> [Exercise material]
---
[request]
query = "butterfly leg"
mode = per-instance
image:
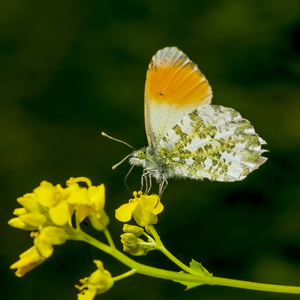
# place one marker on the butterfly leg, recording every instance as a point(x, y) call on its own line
point(144, 178)
point(162, 186)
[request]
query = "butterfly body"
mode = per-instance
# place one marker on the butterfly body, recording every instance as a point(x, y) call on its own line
point(188, 137)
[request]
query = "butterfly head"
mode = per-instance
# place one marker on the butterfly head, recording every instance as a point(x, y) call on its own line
point(138, 157)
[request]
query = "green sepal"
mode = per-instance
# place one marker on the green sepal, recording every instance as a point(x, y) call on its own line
point(195, 266)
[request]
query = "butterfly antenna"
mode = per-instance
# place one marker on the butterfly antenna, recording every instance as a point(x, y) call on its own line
point(114, 139)
point(125, 179)
point(116, 165)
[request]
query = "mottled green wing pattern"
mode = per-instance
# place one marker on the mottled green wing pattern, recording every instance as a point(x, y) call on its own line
point(212, 142)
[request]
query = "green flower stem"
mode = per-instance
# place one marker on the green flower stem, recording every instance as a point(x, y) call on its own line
point(124, 275)
point(183, 277)
point(168, 254)
point(109, 238)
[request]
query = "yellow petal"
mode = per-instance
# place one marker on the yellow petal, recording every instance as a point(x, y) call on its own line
point(46, 194)
point(60, 214)
point(56, 235)
point(28, 260)
point(34, 220)
point(97, 195)
point(124, 212)
point(19, 211)
point(30, 203)
point(100, 220)
point(17, 223)
point(43, 245)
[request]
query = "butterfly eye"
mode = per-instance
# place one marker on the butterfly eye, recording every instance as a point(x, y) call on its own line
point(141, 154)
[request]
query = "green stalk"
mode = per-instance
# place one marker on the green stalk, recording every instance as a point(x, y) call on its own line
point(170, 275)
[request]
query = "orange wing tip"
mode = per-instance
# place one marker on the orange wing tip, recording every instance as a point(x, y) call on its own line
point(173, 79)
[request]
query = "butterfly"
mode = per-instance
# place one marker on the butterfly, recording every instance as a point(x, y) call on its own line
point(188, 137)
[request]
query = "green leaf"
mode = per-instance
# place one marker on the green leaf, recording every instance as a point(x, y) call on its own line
point(194, 265)
point(197, 267)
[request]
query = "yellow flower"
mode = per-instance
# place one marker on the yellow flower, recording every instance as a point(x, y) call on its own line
point(89, 203)
point(41, 250)
point(30, 216)
point(28, 261)
point(47, 237)
point(134, 245)
point(143, 208)
point(54, 198)
point(99, 282)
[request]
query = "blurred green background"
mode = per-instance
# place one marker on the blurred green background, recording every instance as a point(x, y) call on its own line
point(71, 69)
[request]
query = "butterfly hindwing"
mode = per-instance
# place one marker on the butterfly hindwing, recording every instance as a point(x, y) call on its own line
point(212, 142)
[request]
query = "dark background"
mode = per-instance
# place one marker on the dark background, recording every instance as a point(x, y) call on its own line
point(71, 69)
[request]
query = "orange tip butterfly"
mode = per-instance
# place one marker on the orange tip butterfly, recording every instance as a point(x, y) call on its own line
point(188, 137)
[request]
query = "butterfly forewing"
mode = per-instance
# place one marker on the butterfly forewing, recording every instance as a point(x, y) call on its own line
---
> [Task item] Would you restate the listing word for word without its pictures?

> [Response below]
[request]
query = "butterfly leg"
mode = per-instance
image:
# place one marker on the butterfly leg, recording every instance as a point(x, y) call on its own line
point(144, 178)
point(162, 186)
[request]
query = "butterfly body"
mode = per-instance
# place one marker on the butterfly body, recording every instance as a point(x, y) call on its own line
point(188, 137)
[request]
query = "butterfly head"
mode = per-instance
# place one marker on the butterfly head, recording every instance as a point(x, y) call on its own line
point(138, 157)
[request]
query = "green sepal"
mode = per-instance
# place one marker on the green sepal, recording every instance as a point(x, y) call on its own line
point(195, 266)
[request]
query = "butterfly antenna"
mode = per-instance
# place one marker on the butterfly antenna, recording every instance as a point(x, y) call on its own line
point(114, 139)
point(125, 179)
point(116, 165)
[request]
query = "mottled green wing pattern"
mode = per-instance
# place one marker on the mottled green wing pattern, recording every instance as a point(x, y) call on its own line
point(212, 142)
[request]
query = "green flower stem"
mode = per-instance
# place one marker on the green flower stem, recording every instance as a point(x, y) call on its own line
point(124, 275)
point(183, 277)
point(168, 254)
point(109, 238)
[request]
query = "yellow petal"
mode = per-instance
# place one marker on the yellow petal, recording every instance as a point(x, y) call on its own line
point(46, 194)
point(60, 214)
point(56, 235)
point(28, 260)
point(34, 220)
point(97, 195)
point(124, 212)
point(19, 211)
point(30, 203)
point(100, 220)
point(17, 223)
point(43, 245)
[request]
query = "butterfly eye"
mode = per-instance
# place one marker on the butterfly eye, recording every instance as a point(x, y) call on its own line
point(141, 154)
[request]
query = "green stalk"
mode = per-instance
# place one marker on the green stalk, recording every instance as a point(x, y) call on its own line
point(170, 275)
[request]
query = "orange wing tip"
mode = per-instance
# place one marker on the orange wing tip, recording every instance as a point(x, y) call on its own line
point(173, 79)
[request]
query = "butterfly"
mode = per-instance
# place one marker on the butterfly, recording every instance as a point(x, y) call on its own line
point(188, 137)
[request]
query = "green leaf"
mode = per-instance
# place one marker on the green leaf, recording every instance as a point(x, y) call on its own line
point(194, 265)
point(197, 267)
[request]
query = "yellow flower"
mode = per-instance
# place one marker on the yellow flower, recording every instance as a point(x, y) call on its own line
point(89, 203)
point(41, 250)
point(30, 216)
point(28, 261)
point(47, 237)
point(134, 245)
point(143, 208)
point(54, 198)
point(99, 282)
[request]
query = "blurred green background"
mode = per-instance
# place one marker on the blurred green background, recording every instance as a point(x, y) call on its own line
point(71, 69)
[request]
query = "butterfly hindwing"
mode = per-instance
# place one marker on the butterfly hindwing, recording every instance as a point(x, y) call on its own line
point(212, 142)
[request]
query = "dark background"
mode = per-instance
# place one marker on the dark background, recording every instance as a point(x, y) call on its own line
point(71, 69)
[request]
query = "orange tip butterfly"
mode = per-instance
# place one marker on the orange tip butterfly, recording every instance as a point(x, y) call on its own line
point(188, 137)
[request]
query = "butterfly forewing"
mode = per-instance
# place one marker on the butterfly forewing, recording every instance as a point(x, y) call on its own line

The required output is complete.